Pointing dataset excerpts
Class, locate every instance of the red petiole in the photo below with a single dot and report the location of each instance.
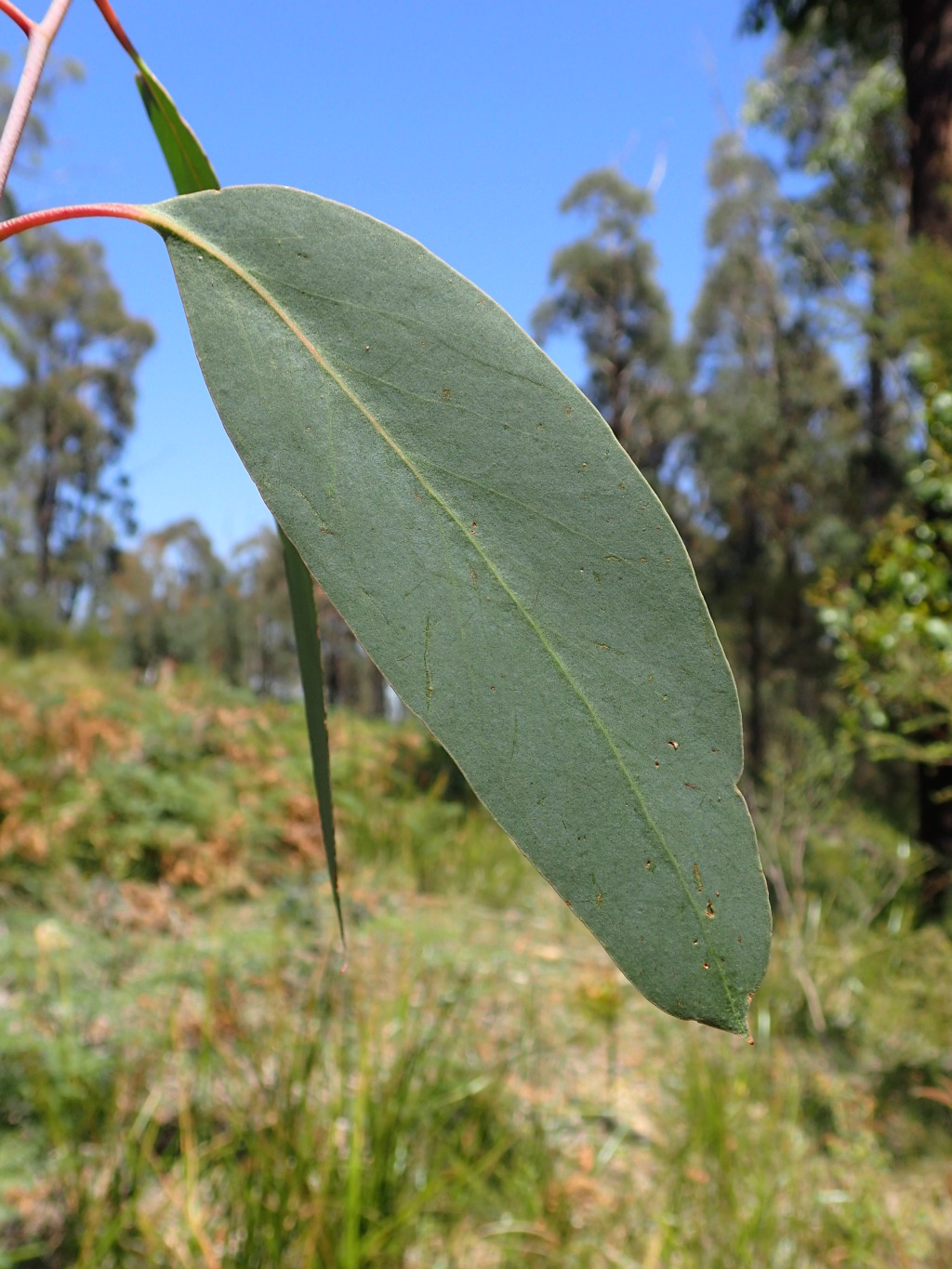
(20, 18)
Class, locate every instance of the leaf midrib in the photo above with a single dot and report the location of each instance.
(164, 223)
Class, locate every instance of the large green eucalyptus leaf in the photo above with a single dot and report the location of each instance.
(192, 171)
(500, 559)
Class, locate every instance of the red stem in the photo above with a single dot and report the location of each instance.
(55, 215)
(41, 37)
(115, 27)
(20, 18)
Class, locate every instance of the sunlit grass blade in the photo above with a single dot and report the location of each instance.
(309, 659)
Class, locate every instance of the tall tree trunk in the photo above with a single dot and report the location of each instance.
(927, 66)
(935, 830)
(756, 681)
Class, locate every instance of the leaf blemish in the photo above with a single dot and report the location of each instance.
(427, 664)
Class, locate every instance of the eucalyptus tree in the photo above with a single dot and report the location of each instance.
(65, 420)
(489, 542)
(771, 442)
(843, 125)
(603, 287)
(918, 33)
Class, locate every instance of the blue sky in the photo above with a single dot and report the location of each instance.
(458, 124)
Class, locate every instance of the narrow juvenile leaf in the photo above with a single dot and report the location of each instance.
(309, 656)
(500, 559)
(188, 163)
(192, 173)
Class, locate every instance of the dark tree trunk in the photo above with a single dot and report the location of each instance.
(927, 66)
(935, 830)
(756, 678)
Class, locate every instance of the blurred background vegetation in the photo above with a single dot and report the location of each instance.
(186, 1075)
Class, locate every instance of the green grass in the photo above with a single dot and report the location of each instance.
(188, 1077)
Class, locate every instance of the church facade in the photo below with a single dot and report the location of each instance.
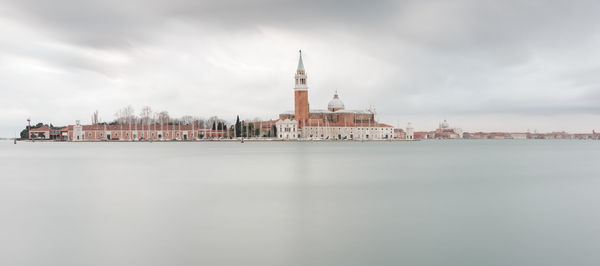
(335, 122)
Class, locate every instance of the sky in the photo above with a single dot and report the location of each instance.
(482, 65)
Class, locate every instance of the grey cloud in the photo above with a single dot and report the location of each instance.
(404, 57)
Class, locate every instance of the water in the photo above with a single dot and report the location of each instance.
(422, 203)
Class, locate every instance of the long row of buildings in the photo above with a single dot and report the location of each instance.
(334, 123)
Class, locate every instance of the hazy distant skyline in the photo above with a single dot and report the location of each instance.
(482, 65)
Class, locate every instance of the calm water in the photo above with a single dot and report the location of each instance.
(423, 203)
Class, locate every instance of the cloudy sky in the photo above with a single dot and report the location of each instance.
(483, 65)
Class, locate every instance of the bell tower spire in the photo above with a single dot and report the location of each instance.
(301, 107)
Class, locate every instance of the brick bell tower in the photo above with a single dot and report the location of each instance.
(301, 95)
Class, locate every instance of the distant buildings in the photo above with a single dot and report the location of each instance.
(335, 122)
(131, 132)
(48, 133)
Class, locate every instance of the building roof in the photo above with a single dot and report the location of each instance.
(40, 129)
(335, 103)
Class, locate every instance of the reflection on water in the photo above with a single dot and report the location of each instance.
(423, 203)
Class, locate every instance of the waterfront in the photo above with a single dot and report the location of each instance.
(462, 202)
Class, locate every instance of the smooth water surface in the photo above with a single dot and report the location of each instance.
(528, 202)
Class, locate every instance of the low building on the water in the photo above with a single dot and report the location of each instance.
(100, 132)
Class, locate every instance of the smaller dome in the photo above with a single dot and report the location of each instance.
(335, 104)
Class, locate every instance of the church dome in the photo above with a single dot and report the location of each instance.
(335, 104)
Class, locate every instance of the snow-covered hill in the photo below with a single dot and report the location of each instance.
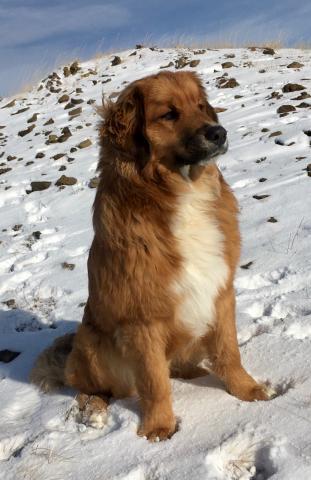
(48, 135)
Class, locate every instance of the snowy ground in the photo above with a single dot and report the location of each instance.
(44, 241)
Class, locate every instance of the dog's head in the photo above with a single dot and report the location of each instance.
(165, 117)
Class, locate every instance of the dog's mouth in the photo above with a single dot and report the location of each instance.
(201, 152)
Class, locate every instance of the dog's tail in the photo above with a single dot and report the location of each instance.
(48, 372)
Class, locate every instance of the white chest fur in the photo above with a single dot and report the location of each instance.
(204, 270)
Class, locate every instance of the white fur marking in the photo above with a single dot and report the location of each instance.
(204, 268)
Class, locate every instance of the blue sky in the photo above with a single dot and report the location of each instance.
(37, 35)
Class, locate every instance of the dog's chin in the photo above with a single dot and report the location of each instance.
(203, 156)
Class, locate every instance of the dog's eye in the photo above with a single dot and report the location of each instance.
(171, 115)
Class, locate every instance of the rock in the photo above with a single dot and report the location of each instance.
(74, 68)
(34, 118)
(52, 138)
(39, 186)
(68, 266)
(295, 65)
(85, 143)
(260, 197)
(6, 356)
(10, 104)
(275, 134)
(227, 65)
(64, 98)
(93, 183)
(58, 156)
(77, 101)
(303, 105)
(227, 83)
(246, 265)
(302, 96)
(194, 63)
(22, 133)
(36, 235)
(286, 109)
(49, 122)
(68, 181)
(268, 51)
(75, 112)
(4, 170)
(170, 64)
(116, 61)
(181, 62)
(292, 87)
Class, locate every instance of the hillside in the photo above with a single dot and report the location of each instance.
(49, 135)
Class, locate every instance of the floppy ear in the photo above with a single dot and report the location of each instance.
(123, 125)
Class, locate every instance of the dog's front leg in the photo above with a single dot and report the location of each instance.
(152, 382)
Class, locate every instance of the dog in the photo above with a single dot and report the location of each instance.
(162, 263)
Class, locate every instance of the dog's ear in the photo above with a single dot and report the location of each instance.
(123, 125)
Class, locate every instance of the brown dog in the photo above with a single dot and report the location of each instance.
(163, 258)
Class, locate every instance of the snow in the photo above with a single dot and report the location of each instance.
(219, 437)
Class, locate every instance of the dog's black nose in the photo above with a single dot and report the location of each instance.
(216, 134)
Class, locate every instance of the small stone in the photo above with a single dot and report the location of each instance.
(303, 105)
(49, 122)
(4, 170)
(93, 183)
(10, 104)
(181, 62)
(275, 134)
(295, 65)
(75, 112)
(64, 98)
(85, 143)
(268, 51)
(53, 138)
(36, 235)
(260, 197)
(39, 186)
(227, 83)
(68, 181)
(74, 68)
(34, 118)
(6, 356)
(22, 133)
(292, 87)
(286, 109)
(58, 156)
(194, 63)
(77, 101)
(116, 61)
(246, 265)
(227, 65)
(68, 266)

> What you have to do
Rescale the material from the line containing "Class, locate every instance of the floppy" through the end of the material by writing all of those lines out again, with every point coordinate multiplied by 2.45 and rounded to the nearest whole number, halves rounded up. Leave every other line's wording unchanged.

> Result
Class, locate every instance of the floppy ear in the photo above with a single dot and report the location of each instance.
(301, 306)
Class, locate every instance of the dog's front leg in the photo above with a single dot and report the location of each instance.
(372, 936)
Class, locate every instance of the dog in the photo above with a single dot and report the location of each instance.
(397, 644)
Class, locate every instance of the dog's ear in the photo above with a single dot and report the location of each instance.
(301, 306)
Class, locate every instance of the brown dog in the photo above with a single dot and report the location of each instance.
(399, 632)
Class, locate every instance of the snow in the photo above with a single dot and report the location of each instance.
(537, 1071)
Class, locate every instance of the dog's black nose in the photo above with a single dot and report the location of each instance.
(529, 328)
Class, locate every instance of the small stone in the photo above with a single dot and report the location of each instance.
(742, 257)
(120, 299)
(10, 417)
(228, 448)
(25, 255)
(443, 152)
(674, 328)
(723, 159)
(184, 274)
(157, 240)
(208, 350)
(657, 125)
(130, 338)
(88, 576)
(637, 483)
(96, 456)
(556, 203)
(167, 443)
(181, 167)
(83, 289)
(15, 872)
(54, 326)
(715, 213)
(701, 267)
(142, 382)
(475, 154)
(189, 247)
(284, 149)
(603, 649)
(556, 159)
(167, 652)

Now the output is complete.